>> start EXTRACTED MATERIAL
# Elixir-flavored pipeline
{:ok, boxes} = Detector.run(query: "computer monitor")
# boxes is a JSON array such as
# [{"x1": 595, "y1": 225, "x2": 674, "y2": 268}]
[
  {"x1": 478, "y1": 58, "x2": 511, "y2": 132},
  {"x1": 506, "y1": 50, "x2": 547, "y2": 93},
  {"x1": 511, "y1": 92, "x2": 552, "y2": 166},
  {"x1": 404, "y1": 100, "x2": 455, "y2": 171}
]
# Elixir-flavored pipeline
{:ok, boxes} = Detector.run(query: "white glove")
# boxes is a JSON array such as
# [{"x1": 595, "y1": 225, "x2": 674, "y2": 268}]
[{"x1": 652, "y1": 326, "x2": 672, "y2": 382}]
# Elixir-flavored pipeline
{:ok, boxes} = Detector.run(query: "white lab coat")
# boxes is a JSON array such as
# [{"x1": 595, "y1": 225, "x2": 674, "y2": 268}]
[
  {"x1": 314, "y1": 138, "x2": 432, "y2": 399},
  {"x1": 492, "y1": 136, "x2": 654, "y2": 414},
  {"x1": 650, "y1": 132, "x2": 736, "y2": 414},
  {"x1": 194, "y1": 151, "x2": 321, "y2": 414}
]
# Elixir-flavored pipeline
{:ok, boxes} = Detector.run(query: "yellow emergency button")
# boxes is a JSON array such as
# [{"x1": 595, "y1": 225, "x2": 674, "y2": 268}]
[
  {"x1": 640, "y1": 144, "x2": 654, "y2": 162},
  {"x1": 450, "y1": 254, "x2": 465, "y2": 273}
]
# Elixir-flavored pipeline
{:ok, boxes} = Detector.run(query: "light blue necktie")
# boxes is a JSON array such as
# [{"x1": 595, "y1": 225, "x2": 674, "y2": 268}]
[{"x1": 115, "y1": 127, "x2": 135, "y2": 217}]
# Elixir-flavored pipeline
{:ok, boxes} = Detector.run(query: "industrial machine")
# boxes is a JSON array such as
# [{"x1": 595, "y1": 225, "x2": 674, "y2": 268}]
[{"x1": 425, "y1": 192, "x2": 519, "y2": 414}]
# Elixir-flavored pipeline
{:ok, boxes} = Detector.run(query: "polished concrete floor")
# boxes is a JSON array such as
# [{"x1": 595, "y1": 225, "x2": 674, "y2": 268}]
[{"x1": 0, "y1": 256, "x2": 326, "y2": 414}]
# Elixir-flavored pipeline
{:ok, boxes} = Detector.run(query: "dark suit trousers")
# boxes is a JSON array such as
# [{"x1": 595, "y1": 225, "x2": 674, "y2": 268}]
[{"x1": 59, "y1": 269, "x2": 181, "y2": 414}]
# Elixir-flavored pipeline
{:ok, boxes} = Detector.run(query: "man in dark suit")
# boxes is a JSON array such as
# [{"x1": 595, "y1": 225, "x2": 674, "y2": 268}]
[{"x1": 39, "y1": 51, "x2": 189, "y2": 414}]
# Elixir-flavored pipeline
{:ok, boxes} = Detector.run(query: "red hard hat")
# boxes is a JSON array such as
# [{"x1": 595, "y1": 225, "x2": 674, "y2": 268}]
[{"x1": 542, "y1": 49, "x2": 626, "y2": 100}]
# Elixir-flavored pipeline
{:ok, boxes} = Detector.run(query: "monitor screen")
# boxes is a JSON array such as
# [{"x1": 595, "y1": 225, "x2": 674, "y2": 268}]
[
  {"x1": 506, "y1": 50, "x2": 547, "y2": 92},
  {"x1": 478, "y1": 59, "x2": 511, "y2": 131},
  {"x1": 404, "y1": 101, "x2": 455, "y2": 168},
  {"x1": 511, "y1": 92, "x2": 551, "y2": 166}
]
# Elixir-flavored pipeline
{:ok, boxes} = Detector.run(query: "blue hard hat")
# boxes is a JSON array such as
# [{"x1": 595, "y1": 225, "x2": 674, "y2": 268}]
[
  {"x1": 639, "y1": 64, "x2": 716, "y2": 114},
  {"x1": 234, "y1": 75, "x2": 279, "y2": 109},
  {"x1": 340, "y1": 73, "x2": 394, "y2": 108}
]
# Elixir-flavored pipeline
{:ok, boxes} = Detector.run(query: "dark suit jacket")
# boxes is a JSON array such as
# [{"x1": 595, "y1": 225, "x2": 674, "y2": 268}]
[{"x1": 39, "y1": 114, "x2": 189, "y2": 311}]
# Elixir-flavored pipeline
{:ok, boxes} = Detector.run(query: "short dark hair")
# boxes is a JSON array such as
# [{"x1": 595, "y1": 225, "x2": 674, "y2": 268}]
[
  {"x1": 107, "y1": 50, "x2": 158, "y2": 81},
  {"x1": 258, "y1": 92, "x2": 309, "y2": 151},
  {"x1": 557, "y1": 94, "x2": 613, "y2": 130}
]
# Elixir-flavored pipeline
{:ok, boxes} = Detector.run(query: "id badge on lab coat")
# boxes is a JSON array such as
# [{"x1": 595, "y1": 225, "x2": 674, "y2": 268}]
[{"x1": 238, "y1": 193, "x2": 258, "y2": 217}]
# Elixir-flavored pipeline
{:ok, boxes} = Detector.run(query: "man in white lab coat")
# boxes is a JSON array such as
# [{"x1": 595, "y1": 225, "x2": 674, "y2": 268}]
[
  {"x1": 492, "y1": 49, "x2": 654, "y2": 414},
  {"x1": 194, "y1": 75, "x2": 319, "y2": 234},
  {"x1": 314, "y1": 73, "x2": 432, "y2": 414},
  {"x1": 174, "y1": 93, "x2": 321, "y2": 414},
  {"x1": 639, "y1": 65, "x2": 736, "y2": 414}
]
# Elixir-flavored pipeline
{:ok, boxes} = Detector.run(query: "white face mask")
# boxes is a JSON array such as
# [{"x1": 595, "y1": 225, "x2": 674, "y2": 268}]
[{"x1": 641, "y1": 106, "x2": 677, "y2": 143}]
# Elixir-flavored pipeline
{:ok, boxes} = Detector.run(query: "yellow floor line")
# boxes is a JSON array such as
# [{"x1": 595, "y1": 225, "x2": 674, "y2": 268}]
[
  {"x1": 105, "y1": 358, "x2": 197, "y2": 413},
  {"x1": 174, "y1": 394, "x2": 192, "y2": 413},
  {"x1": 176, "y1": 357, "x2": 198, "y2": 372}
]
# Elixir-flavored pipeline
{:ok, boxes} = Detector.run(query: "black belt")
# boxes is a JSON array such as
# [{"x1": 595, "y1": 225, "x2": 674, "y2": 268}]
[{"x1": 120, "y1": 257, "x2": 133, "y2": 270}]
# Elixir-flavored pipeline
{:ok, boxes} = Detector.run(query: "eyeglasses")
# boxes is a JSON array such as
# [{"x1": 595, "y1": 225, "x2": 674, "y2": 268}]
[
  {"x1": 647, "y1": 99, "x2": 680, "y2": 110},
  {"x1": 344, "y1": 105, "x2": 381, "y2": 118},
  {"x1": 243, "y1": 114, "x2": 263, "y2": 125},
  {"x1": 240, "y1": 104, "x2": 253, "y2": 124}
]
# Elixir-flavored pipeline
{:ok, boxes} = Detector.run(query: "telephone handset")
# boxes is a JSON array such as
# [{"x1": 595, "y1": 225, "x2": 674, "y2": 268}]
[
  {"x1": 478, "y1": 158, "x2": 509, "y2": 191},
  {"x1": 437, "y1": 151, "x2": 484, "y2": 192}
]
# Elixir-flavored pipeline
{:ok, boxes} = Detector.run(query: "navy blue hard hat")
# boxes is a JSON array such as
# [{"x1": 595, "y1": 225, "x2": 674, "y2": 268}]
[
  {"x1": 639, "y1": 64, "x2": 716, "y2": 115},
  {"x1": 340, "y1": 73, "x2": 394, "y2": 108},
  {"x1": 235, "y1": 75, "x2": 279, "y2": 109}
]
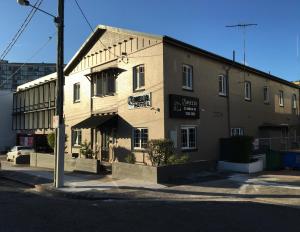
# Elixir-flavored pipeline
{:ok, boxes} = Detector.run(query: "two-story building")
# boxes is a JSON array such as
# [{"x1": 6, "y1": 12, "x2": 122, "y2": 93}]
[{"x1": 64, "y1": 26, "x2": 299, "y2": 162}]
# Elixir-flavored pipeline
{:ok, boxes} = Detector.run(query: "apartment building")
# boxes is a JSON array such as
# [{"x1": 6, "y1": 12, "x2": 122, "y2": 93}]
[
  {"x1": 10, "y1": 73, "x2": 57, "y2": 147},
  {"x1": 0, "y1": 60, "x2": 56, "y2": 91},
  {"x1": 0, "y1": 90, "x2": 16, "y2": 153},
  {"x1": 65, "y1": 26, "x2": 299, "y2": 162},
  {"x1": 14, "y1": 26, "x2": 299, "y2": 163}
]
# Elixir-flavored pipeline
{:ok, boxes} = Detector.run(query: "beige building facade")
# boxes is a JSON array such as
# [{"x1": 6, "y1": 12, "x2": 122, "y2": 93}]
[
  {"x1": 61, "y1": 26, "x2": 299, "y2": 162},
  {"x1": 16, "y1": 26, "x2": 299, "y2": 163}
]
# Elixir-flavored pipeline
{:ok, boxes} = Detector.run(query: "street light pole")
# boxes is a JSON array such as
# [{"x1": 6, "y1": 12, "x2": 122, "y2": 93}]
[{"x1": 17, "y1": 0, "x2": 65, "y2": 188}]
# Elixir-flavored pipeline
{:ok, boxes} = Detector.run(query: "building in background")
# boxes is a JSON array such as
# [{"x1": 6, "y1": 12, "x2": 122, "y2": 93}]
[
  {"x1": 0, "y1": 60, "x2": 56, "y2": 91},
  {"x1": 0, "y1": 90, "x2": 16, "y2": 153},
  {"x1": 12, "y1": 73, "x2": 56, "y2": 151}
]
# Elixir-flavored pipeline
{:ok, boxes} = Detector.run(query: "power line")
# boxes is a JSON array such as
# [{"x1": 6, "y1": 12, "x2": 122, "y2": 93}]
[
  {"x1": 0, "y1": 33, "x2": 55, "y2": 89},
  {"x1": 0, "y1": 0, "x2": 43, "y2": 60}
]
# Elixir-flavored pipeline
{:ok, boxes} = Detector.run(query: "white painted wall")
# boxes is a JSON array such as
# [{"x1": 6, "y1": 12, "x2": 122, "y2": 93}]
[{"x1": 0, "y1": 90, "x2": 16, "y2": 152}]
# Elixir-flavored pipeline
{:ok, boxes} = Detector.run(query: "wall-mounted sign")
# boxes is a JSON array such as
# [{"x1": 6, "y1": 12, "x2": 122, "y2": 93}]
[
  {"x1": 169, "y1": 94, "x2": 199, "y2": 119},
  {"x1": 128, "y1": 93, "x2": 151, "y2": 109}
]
>> end EXTRACTED MATERIAL
>> start EXTRACTED MATERIAL
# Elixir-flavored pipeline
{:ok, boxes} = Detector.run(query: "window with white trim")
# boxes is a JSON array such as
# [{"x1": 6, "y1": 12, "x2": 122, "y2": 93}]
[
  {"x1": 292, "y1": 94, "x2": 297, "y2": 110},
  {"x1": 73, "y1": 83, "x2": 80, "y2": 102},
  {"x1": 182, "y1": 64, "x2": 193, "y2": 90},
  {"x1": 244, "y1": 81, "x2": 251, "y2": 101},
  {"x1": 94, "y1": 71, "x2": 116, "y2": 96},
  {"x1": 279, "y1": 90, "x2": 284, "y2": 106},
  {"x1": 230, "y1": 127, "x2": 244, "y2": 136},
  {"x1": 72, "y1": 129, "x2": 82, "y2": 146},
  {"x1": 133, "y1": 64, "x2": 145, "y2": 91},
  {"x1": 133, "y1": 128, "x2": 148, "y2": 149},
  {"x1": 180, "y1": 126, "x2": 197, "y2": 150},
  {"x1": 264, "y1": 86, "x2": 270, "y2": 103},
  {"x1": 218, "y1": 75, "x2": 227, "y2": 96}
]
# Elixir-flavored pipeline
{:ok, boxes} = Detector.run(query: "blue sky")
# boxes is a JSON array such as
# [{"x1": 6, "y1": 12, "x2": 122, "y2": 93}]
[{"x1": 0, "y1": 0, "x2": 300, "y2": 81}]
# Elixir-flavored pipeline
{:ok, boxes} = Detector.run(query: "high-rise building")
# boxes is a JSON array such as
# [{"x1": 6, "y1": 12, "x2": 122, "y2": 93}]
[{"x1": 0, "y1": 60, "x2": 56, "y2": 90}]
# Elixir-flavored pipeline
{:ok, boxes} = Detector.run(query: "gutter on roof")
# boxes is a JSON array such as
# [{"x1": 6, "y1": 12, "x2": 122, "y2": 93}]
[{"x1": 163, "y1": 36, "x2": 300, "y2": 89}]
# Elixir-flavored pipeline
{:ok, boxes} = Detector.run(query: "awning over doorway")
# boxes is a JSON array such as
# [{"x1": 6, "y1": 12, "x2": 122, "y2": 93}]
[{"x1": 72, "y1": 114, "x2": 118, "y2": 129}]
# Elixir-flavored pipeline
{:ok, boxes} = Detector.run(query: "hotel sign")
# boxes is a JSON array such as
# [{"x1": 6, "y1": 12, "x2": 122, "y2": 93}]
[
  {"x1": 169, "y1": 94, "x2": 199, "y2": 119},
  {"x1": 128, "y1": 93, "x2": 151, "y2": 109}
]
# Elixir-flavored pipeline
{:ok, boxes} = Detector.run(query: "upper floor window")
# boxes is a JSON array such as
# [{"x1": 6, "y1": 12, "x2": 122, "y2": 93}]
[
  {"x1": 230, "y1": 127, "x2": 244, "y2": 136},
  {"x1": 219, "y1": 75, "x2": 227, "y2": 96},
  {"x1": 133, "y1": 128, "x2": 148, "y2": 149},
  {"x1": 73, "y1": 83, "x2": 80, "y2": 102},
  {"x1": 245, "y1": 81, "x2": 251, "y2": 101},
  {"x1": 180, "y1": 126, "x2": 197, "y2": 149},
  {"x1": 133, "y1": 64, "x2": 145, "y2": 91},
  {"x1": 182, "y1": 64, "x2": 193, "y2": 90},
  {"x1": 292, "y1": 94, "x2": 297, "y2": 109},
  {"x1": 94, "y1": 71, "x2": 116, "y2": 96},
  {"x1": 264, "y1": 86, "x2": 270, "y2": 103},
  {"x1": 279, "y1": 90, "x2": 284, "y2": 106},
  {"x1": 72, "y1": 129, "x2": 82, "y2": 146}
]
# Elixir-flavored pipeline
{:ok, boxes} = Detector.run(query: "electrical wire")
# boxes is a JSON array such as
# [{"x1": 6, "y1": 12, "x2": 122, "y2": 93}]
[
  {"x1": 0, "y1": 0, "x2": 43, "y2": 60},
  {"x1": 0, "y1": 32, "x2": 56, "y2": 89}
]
>> end EXTRACTED MATERIAL
EXERCISE DIRECTIONS » How many lines in the rows above contain the string "light"? Reply with the number alone.

EXERCISE ANSWER » 2